======== Text provided

Mailroom - Functional¶
Making Mailroom Functional
or: Adding a few functional features :-)
A new approach¶
It was reasonable to build the simple MailRoom program using a single module, a simple data structure, and functions that manipulate that data structure. It was reasonable to refactor Mailroom around classes when it started to become unwieldy with all of the features we wanted to add to it.
Due to the success of Mailroom and the good PR it has generated with all its thank you letters, the donations are pouring in. This has raised the attention of wealthy philanthropists who are willing to contribute matching funds. Our problem now is to expand Mailroom so that it can run projections and account for matching funds offered by philanthropists. Management is tremendously happy with us and has offered to support our expansion of Mailroom toward a distributed architecture capable of running calculations on matching funds across the donor database in parallel.
This is a good candidate for a functional programming approach.
Updating the code¶
Preparation¶
Mailroom is our longest running exercise. At this point you may have several versions of the program in separate files or indeed many versions of the program within the same python source file with some sections commented in and others commented out.
In terms of Mailroom’s developmental chronology the original exercise added features over the course of several weeks. A major branch likely occurred when refactoring around object orientation. Another major branch may be occurring here as we investigate functional programming concepts. Is it starting to feel disorganized and a little out of control? Welcome to the world of real software development.
If you are familiar with git as we have been using it so far, it may be a good time to “branch out” (pun intended), and start using git’s branching features.
On the other hand, if git is still painful for you, feel free to simply make a copy of your currently working mailroom code (and tests) in a new directory.
IF you want to try branching, there are some notes here: Branching
Making new files¶
If you don’t want to mess around with branching:
You will need to come up with a good naming convention for your source files. You could consider separate source file names all within the same directory like this:
mailroom/mailroom.py
mailroom/mailroom_oo.py
mailroom/mailroom_fp.py
Or separate directories for each of your versions like this:
mailroom/mailroom.py
mailroom_oo/mailroom.py
mailroom_fp/mailroom.py
Regardless of how you decide to manage names and track versions you may also need to decide where to start on this exercise. Should you start from your most recent version which likely involves classes or do you back out to an earlier version before we studied object orientation? Another option is to start again from scratch. The choice is yours.
Map, Filter, Reduce¶
- Add a new feature to Mailroom using
map
so that each donation on record can be doubled, tripled or indeed multiplied by any arbitrary factor based on the whims of philanthropists who would like to support our cause.
This will require a new function (or method in your donor database class) calledchallenge(factor)
that takes a multiplier(factor)
, and multiplies all the donations of all the donors by the factor. The function returns a NEW donor database, with the new data.
- Add a new feature to Mailroom using filter so that donations either above or below a specified dollar amount are included in the map operations of #1 above.
You can do this by addingmin_donation
and max_donation
optional keyword parameters to yourchallenge
function. You’ll want to filter the donations before passing them to map.

================
======== Data section

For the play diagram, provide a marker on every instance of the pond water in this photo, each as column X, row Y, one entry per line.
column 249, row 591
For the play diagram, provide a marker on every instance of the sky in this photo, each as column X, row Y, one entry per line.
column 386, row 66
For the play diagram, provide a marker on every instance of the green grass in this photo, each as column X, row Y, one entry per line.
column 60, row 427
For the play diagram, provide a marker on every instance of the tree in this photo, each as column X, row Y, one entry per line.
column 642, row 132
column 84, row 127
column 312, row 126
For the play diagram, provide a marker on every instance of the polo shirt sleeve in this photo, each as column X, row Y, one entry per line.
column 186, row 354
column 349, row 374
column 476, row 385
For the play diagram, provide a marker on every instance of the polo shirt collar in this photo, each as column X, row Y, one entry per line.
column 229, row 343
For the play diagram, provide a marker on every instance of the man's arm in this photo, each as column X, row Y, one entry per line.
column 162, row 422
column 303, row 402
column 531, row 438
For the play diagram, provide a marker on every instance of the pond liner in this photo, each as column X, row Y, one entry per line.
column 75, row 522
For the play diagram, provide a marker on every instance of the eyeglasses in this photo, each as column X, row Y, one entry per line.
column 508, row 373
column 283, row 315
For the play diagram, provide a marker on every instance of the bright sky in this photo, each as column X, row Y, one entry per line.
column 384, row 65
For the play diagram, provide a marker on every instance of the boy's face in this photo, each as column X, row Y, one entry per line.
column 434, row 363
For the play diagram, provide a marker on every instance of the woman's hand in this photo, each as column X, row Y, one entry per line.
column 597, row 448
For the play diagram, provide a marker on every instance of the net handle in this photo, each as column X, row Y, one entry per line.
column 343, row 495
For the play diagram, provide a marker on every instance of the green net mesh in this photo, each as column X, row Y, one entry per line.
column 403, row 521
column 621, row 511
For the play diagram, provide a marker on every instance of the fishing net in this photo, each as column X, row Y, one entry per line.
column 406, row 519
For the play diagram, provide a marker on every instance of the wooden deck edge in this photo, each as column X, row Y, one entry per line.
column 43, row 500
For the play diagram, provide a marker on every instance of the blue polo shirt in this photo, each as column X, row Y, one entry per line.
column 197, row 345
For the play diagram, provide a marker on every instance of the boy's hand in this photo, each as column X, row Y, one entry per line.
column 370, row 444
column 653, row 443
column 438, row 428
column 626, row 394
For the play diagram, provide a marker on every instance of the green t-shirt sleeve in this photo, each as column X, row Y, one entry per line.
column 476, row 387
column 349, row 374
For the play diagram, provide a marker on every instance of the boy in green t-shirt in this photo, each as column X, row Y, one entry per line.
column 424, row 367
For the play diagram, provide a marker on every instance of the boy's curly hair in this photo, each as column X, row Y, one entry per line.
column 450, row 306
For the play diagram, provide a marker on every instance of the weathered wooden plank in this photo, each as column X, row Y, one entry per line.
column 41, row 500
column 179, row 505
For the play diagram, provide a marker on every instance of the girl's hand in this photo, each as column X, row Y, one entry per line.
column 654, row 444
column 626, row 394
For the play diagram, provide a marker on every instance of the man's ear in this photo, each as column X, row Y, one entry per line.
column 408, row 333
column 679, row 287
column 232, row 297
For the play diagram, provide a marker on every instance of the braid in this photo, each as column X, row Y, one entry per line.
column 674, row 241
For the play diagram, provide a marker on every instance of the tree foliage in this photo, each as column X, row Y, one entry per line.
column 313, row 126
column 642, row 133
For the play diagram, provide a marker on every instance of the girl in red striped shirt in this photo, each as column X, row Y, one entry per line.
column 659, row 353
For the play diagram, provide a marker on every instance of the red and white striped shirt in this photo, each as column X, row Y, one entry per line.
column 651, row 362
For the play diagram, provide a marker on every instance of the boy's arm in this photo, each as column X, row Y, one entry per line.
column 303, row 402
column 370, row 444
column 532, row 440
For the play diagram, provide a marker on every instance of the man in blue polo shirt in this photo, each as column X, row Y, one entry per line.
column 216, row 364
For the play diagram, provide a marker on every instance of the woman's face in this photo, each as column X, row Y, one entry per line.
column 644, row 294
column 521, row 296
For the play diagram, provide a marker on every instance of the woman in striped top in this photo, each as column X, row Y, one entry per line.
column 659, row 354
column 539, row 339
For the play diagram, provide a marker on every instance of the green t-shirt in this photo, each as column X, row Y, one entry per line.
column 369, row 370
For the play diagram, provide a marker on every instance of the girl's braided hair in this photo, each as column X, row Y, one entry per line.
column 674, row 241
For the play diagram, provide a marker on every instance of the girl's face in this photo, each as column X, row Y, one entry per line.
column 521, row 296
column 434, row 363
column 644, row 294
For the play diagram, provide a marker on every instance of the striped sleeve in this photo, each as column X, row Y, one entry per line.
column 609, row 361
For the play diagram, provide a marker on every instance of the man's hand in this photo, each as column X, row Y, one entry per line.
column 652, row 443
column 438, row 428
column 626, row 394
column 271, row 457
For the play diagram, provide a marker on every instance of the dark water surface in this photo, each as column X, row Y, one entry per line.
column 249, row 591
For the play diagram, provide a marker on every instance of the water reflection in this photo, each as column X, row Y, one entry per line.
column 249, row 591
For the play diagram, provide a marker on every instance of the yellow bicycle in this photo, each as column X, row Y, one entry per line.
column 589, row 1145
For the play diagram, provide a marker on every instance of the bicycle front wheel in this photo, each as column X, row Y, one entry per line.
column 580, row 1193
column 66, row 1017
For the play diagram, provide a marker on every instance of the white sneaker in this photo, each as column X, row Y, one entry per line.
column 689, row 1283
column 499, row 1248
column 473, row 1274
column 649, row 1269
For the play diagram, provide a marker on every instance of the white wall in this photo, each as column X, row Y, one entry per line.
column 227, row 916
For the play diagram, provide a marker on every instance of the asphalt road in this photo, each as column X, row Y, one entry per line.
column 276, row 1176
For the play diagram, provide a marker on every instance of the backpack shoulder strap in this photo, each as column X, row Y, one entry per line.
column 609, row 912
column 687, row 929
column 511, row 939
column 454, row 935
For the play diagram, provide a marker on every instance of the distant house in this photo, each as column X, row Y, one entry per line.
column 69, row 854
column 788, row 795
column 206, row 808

================

__Tasks to complete__.
1. In the records, reproduce verbatim the part that opens with the line containing "of the fishing" and closes with the line containing "column 232, row 297", including both of those lines.
2. Write what comes next in the text on making Mailroom functional, starting after its final sentence.

__Task-by-task answers__.
1.
For the play diagram, provide a marker on every instance of the fishing net in this photo, each as column X, row Y, one entry per line.
column 406, row 519
For the play diagram, provide a marker on every instance of the wooden deck edge in this photo, each as column X, row Y, one entry per line.
column 43, row 500
For the play diagram, provide a marker on every instance of the blue polo shirt in this photo, each as column X, row Y, one entry per line.
column 197, row 345
For the play diagram, provide a marker on every instance of the boy's hand in this photo, each as column X, row Y, one entry per line.
column 370, row 444
column 653, row 443
column 438, row 428
column 626, row 394
For the play diagram, provide a marker on every instance of the green t-shirt sleeve in this photo, each as column X, row Y, one entry per line.
column 476, row 387
column 349, row 374
For the play diagram, provide a marker on every instance of the boy in green t-shirt in this photo, each as column X, row Y, one entry per line.
column 424, row 367
For the play diagram, provide a marker on every instance of the boy's curly hair in this photo, each as column X, row Y, one entry per line.
column 450, row 306
For the play diagram, provide a marker on every instance of the weathered wooden plank in this photo, each as column X, row Y, one entry per line.
column 41, row 500
column 179, row 505
For the play diagram, provide a marker on every instance of the girl's hand in this photo, each as column X, row Y, one entry per line.
column 654, row 444
column 626, row 394
For the play diagram, provide a marker on every instance of the man's ear in this photo, each as column X, row Y, one entry per line.
column 408, row 333
column 679, row 287
column 232, row 297

2.
- Refactor the new features outlined in #1 and #2 above such that they can be used to run projections. Imagine the following scenario. You are an account manager out in the field meeting with philanthropists and talking with them about the many ways they might structure their matching contributions. You would like a feature that could show them, based on past contributions, what their total contribution would become under different scenarios. For instance, based on donations in the current database, show them (a) what their total contribution would come to in dollars if they were to double contributions under $100. And then (b) show them what their total contribution would come to if they were to triple contributions over $50.
This may require another option in your menu-driven interface.
Use map
, filter
and either sum
or reduce
to accomplish the goals above.
Distributed Processing¶
Map, filter and reduce lend themselves to parallel, distributed programming. Indeed algorithms that lend themselves gracefully to map/filter solutions tend to lend themselves equally well to parallel processing. We have a name for it: embarrassingly parallel.
Our next expansion of Mailroom stands on the shoulders of the work you did with map, filter and reduce. We are going to take advantage of the embarrassingly parallel property of map/filter algorithms to run map operations in parallel.
We have many avenues open to us in terms of setting up the back-end infrastructure for this exercise. In lieu of a supercomputer cluster, which we could “easily” spin up on any of several cloud computing services, we are going to use IPython Parallel. Note that we could spin up IPython Parallel across a cluster of machines, but for the purposes of this exercise running it locally will suffice.
To get started follow the instructions in this IPython Parallel Quickstart.
Look now at the code you created for the map, filter, reduce exercise above. Focus on the map operations. Your task is to replace the map operations using one of IPython Parallel’s apply functions. For this exercise apply_sync()
may be your most straightforward option. For our purposes Python’s built-in map
and IPyParallel’s apply
are conceptually identical: they both apply a function to all the elements of a data structure.
Closures¶
Do this only after you learn about closures next class!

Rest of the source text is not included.